═════ Extrait de page

2015.05.31 « S’est-il passé quelque chose ? »

S’est-il passé quelque chose ?

par Carole Barbeau – 31 mai 2015


Passer d’une rive à l’autre, voilà comment j’ai vécu l’expérience de la passe. Le témoignage qui suit fait de nouveau figure de traversée, comme un retour sur l’autre rive mais en un lieu différent. La passe, pour qu’elle vive, nécessite un collectif, elle rencontre la singularité de chacun dans un nouage particulier : le passant, les passeurs, le cartel de la passe et son plus un, la secrétaire enfin. Quelque chose passe ou ne passe pas mais au-delà de cette expérience, il y a les après coups qui ont fait émaner ce désir d’écriture.

Le commencement

Au détour de séminaires, de discussions lors de groupes de travail, j’avais entendu parler de La passe. Cela m’apparaissait comme un passage où l’on attendait du passant une formulation que j’entrevoyais comme un peu magique. Quelque chose au travers des mots devait se dire et s’entendre, ce qui permettait d’entrer dans le sacro-saint lieu des analystes de l’école. Je me posai alors plusieurs questions qu’alimentait aussi mon imaginaire. Je me demandais si la formulation qui ouvrirait les portes devait être une théorisation de ce parcours de cure, un savoir lié à ce que l’école attend ou veut entendre, « école » étant un signifiant qui me gênait (comment garder sa singularité dans ce faire partie de l’école ?) Il y avait selon moi un risque d’y perdre sa singularité, son altérité, pour en faire de l’entre soi. Je me questionnais sur comment garder sa propre parole, son libre arbitre, face à ce que représentait à mes yeux ce signifiant, école, qui pouvait véhiculer du maître. Je me disais que cela ne serait pas pour moi. Mais voilà, on ne choisit pas toujours, l’inconscient nous  échappe, c’est là-même son essence.

══════════
═════ Extraits de données

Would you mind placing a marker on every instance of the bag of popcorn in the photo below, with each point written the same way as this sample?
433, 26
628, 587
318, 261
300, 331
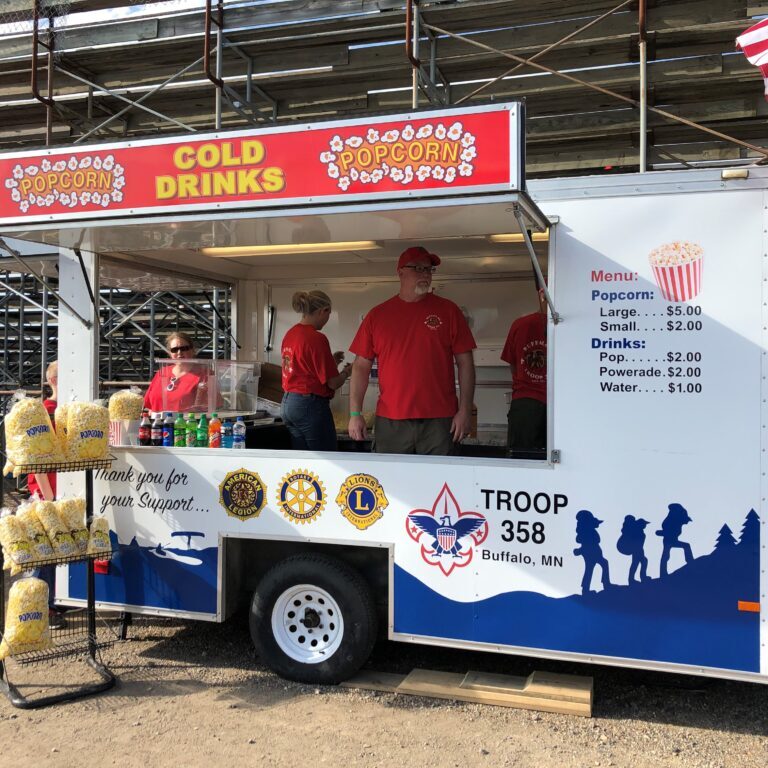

══════════

= Consigne =
Pouvez-vous reprendre le texte sur la passe depuis « Passer d’une rive » jusqu'à « ce désir d’écriture. » inclus, en remplaçant « traversée » par « passage » ?

= Résultat ci-dessous =
Passer d’une rive à l’autre, voilà comment j’ai vécu l’expérience de la passe. Le témoignage qui suit fait de nouveau figure de passage, comme un retour sur l’autre rive mais en un lieu différent. La passe, pour qu’elle vive, nécessite un collectif, elle rencontre la singularité de chacun dans un nouage particulier : le passant, les passeurs, le cartel de la passe et son plus un, la secrétaire enfin. Quelque chose passe ou ne passe pas mais au-delà de cette expérience, il y a les après coups qui ont fait émaner ce désir d’écriture.